Directions >>
Please give back, word for word, only the lines starting at the one containing "point at the eagle's foot" and ending at the one containing "point at the distant tower" within the material below.

Task data >>
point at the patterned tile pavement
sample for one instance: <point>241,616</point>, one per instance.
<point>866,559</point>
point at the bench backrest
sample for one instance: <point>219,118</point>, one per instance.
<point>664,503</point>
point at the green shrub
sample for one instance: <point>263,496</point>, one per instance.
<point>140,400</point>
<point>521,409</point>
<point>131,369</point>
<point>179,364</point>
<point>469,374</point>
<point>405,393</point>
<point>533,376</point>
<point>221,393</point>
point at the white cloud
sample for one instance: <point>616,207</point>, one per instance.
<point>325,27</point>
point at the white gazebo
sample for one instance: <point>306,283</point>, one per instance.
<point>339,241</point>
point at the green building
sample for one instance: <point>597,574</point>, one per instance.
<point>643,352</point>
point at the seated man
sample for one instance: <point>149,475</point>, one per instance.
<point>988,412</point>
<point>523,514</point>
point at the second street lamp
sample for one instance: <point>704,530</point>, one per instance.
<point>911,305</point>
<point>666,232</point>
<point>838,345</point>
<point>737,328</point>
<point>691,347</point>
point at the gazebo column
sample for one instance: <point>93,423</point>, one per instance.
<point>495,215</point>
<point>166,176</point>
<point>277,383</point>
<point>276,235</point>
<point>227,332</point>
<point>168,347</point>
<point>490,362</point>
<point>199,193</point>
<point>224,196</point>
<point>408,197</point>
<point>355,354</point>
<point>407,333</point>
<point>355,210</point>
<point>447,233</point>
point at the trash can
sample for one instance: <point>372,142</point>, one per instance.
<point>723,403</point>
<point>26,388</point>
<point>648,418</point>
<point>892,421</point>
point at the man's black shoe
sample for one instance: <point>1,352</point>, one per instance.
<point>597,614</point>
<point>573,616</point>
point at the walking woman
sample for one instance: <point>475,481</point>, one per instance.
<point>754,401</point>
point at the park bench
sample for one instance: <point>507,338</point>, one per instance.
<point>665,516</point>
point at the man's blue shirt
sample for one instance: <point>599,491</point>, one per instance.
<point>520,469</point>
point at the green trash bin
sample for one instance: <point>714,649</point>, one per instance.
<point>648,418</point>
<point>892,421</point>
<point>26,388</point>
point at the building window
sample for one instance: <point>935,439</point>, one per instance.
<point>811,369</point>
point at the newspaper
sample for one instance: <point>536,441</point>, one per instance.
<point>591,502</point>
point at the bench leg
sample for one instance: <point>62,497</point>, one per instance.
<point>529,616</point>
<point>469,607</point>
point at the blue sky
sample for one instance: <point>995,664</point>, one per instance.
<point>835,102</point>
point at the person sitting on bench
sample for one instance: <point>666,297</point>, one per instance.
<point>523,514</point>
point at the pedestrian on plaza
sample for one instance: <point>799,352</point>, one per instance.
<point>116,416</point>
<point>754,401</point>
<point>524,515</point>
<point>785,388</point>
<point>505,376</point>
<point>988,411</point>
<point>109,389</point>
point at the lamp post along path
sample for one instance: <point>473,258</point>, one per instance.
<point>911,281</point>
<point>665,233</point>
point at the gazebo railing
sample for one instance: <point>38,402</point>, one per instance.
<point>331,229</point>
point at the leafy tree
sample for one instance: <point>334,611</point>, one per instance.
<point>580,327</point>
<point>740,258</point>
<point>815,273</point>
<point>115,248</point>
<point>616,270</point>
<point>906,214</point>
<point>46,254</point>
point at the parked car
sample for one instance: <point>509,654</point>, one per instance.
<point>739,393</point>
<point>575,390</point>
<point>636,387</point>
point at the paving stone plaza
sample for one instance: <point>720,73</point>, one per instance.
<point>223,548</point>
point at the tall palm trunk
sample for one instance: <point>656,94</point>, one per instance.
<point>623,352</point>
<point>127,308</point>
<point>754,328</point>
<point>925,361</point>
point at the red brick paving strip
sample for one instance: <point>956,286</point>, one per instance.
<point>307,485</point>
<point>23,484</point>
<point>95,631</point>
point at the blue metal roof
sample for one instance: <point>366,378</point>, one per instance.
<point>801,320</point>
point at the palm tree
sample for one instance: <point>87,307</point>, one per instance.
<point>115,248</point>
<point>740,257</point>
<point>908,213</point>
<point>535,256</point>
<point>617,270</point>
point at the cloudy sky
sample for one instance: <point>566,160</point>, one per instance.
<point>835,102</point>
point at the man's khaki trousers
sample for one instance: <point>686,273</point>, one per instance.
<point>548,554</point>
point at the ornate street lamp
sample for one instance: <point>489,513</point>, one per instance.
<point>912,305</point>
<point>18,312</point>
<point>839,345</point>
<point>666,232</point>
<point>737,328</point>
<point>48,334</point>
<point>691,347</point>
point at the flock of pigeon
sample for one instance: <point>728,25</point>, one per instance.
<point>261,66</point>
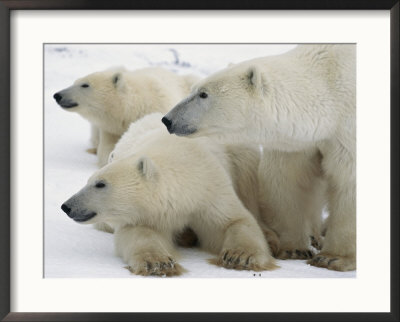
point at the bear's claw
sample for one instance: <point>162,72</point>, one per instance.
<point>295,254</point>
<point>242,260</point>
<point>156,266</point>
<point>335,263</point>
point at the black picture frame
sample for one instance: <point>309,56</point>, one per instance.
<point>7,6</point>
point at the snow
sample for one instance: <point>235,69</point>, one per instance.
<point>79,251</point>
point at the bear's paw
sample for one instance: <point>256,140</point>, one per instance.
<point>155,265</point>
<point>333,262</point>
<point>241,259</point>
<point>295,254</point>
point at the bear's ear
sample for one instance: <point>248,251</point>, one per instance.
<point>146,167</point>
<point>116,79</point>
<point>254,77</point>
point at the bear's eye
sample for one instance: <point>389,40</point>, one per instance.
<point>100,185</point>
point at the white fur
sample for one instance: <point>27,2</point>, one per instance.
<point>283,191</point>
<point>160,189</point>
<point>304,99</point>
<point>117,97</point>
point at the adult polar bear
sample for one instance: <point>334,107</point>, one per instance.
<point>112,99</point>
<point>291,102</point>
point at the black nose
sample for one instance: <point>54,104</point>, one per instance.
<point>167,122</point>
<point>66,209</point>
<point>57,97</point>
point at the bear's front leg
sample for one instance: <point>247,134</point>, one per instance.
<point>106,145</point>
<point>147,252</point>
<point>339,249</point>
<point>245,248</point>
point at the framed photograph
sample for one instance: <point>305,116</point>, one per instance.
<point>91,93</point>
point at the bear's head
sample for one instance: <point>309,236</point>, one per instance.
<point>218,104</point>
<point>96,96</point>
<point>117,193</point>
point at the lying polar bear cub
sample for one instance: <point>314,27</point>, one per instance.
<point>154,193</point>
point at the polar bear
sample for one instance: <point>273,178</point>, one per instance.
<point>292,196</point>
<point>283,191</point>
<point>240,161</point>
<point>110,100</point>
<point>153,194</point>
<point>302,99</point>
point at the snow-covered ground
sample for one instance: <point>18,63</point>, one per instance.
<point>73,250</point>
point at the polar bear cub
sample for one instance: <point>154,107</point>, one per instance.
<point>283,191</point>
<point>303,99</point>
<point>153,194</point>
<point>110,100</point>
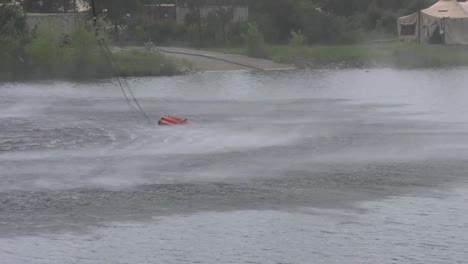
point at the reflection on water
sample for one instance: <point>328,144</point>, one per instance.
<point>263,145</point>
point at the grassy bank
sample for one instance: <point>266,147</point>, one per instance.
<point>395,55</point>
<point>45,56</point>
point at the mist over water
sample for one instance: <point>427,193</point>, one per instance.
<point>286,157</point>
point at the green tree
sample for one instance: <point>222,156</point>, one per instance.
<point>117,12</point>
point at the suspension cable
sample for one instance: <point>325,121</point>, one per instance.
<point>123,83</point>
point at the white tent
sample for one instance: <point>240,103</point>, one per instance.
<point>445,22</point>
<point>464,5</point>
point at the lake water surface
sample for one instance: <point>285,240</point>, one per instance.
<point>313,166</point>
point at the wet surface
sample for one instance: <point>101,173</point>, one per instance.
<point>274,164</point>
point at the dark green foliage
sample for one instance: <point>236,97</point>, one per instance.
<point>255,43</point>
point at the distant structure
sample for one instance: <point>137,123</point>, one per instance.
<point>179,9</point>
<point>63,22</point>
<point>446,22</point>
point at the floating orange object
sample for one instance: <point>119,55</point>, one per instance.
<point>173,121</point>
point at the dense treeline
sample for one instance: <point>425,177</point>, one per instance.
<point>285,22</point>
<point>319,21</point>
<point>47,54</point>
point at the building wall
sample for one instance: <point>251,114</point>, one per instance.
<point>60,23</point>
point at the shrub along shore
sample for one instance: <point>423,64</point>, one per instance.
<point>393,55</point>
<point>46,56</point>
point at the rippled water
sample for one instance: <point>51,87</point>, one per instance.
<point>336,166</point>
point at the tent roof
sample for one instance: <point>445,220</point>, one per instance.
<point>464,5</point>
<point>447,8</point>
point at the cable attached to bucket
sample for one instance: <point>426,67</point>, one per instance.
<point>123,83</point>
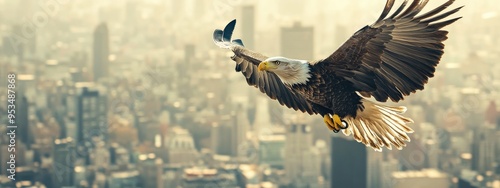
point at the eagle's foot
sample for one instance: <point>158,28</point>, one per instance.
<point>335,124</point>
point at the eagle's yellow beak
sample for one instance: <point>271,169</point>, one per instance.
<point>266,66</point>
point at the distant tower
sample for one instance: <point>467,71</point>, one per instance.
<point>483,149</point>
<point>91,117</point>
<point>151,170</point>
<point>101,52</point>
<point>262,116</point>
<point>297,42</point>
<point>241,126</point>
<point>23,121</point>
<point>349,163</point>
<point>64,163</point>
<point>248,27</point>
<point>302,162</point>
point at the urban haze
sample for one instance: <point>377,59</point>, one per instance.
<point>135,94</point>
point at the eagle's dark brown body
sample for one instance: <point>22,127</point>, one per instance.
<point>389,59</point>
<point>329,94</point>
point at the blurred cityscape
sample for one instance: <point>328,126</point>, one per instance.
<point>134,94</point>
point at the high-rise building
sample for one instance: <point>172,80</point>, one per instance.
<point>297,42</point>
<point>374,170</point>
<point>123,179</point>
<point>248,27</point>
<point>483,149</point>
<point>63,162</point>
<point>151,170</point>
<point>272,150</point>
<point>91,117</point>
<point>221,139</point>
<point>302,160</point>
<point>180,146</point>
<point>422,178</point>
<point>101,52</point>
<point>22,117</point>
<point>349,163</point>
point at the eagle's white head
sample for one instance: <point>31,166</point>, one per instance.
<point>290,71</point>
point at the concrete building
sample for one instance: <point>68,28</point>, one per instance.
<point>422,178</point>
<point>101,52</point>
<point>302,159</point>
<point>272,150</point>
<point>349,163</point>
<point>180,146</point>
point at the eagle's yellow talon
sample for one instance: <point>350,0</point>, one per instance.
<point>329,122</point>
<point>337,122</point>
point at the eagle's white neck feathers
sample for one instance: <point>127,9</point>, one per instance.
<point>294,72</point>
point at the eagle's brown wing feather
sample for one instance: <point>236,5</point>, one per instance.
<point>396,55</point>
<point>267,82</point>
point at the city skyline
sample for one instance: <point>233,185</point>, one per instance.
<point>135,94</point>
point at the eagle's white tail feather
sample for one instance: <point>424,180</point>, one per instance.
<point>379,125</point>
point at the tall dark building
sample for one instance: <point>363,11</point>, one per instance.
<point>64,163</point>
<point>23,122</point>
<point>483,149</point>
<point>297,42</point>
<point>248,27</point>
<point>349,163</point>
<point>91,116</point>
<point>101,52</point>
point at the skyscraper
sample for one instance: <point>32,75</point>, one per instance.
<point>302,161</point>
<point>101,52</point>
<point>297,42</point>
<point>91,117</point>
<point>349,163</point>
<point>483,149</point>
<point>64,162</point>
<point>23,122</point>
<point>248,27</point>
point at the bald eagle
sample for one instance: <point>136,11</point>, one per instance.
<point>390,59</point>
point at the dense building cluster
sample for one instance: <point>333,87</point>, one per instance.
<point>134,94</point>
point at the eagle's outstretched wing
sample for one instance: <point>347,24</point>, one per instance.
<point>247,62</point>
<point>396,55</point>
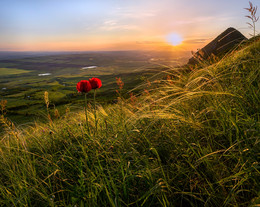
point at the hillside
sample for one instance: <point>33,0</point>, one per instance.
<point>190,138</point>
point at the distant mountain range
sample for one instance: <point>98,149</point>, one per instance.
<point>222,44</point>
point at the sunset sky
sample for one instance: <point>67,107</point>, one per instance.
<point>81,25</point>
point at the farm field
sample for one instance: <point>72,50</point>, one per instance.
<point>23,81</point>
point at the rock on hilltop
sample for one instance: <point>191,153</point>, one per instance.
<point>223,43</point>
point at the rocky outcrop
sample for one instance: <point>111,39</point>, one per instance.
<point>225,42</point>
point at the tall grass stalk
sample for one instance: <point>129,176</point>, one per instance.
<point>193,140</point>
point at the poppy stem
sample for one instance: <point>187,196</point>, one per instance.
<point>95,112</point>
<point>86,113</point>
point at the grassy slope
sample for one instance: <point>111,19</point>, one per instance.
<point>189,140</point>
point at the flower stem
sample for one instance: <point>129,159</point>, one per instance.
<point>86,113</point>
<point>95,111</point>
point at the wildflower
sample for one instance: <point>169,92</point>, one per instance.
<point>95,83</point>
<point>120,83</point>
<point>84,86</point>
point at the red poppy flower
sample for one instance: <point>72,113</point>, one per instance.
<point>95,83</point>
<point>84,86</point>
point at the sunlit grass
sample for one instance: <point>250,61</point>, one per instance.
<point>190,138</point>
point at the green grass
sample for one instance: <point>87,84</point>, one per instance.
<point>12,71</point>
<point>189,139</point>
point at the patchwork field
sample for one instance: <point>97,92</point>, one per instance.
<point>24,81</point>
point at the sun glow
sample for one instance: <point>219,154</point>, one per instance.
<point>174,39</point>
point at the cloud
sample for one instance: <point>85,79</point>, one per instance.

Answer to this exercise >>
point at the eagle's foot
sample for one instance: <point>158,28</point>, one per instance.
<point>335,124</point>
point at the eagle's yellow beak
sample for one instance: <point>271,169</point>, one per instance.
<point>266,66</point>
point at the distant tower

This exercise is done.